Exercise instructions
Return each line of the items below that contains the string "trace", matching case exactly.
▽
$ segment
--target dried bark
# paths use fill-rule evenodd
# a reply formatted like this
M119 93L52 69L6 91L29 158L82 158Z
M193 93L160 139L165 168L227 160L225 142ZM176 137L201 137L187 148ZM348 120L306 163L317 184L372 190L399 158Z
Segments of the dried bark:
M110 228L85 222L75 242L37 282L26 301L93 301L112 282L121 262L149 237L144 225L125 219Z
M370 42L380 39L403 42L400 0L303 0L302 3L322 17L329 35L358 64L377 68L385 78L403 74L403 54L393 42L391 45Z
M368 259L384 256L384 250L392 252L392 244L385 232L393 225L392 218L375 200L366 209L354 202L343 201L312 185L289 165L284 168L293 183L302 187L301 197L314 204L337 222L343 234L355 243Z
△
▽
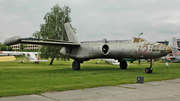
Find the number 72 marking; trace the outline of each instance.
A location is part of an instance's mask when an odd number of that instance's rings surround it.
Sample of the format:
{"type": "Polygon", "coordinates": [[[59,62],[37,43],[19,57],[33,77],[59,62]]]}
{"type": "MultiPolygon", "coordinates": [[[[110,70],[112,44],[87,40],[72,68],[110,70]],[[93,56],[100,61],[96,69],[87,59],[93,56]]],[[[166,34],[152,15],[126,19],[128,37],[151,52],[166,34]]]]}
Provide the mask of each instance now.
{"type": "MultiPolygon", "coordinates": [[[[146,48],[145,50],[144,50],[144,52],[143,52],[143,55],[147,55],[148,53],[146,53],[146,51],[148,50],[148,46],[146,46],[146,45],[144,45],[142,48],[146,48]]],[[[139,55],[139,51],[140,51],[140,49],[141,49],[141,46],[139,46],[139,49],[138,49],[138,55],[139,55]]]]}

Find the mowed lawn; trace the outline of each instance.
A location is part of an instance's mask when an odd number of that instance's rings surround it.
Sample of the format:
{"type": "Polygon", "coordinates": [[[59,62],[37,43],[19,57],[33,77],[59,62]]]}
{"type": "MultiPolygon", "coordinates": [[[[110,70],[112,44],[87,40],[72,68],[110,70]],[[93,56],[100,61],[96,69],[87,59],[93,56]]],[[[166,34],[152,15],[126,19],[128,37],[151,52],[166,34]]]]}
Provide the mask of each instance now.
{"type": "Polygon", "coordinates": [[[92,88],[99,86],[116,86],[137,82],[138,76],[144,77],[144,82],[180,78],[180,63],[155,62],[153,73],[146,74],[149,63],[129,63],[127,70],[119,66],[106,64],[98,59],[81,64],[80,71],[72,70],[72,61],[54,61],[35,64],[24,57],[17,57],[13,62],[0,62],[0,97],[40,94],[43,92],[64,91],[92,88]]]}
△
▽
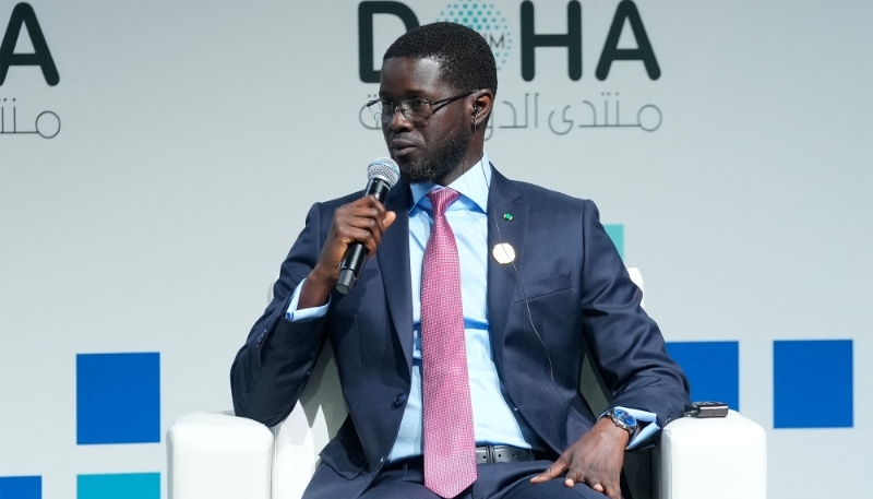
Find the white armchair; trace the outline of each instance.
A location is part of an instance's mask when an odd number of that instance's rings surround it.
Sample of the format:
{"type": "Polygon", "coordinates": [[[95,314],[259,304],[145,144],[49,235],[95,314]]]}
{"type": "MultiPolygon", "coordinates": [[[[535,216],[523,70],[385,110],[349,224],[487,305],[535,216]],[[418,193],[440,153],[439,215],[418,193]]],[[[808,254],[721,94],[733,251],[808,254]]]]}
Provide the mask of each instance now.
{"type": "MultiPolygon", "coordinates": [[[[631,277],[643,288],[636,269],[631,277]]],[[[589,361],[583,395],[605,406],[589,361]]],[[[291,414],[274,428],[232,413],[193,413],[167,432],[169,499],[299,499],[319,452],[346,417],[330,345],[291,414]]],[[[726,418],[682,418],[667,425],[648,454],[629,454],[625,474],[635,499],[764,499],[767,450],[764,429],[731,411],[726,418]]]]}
△
The reply
Find the number 72 marking; trace the outline of each instance.
Find the mowed lawn; trace the outline of each instance.
Find the white armchair; trace the outline of each instance.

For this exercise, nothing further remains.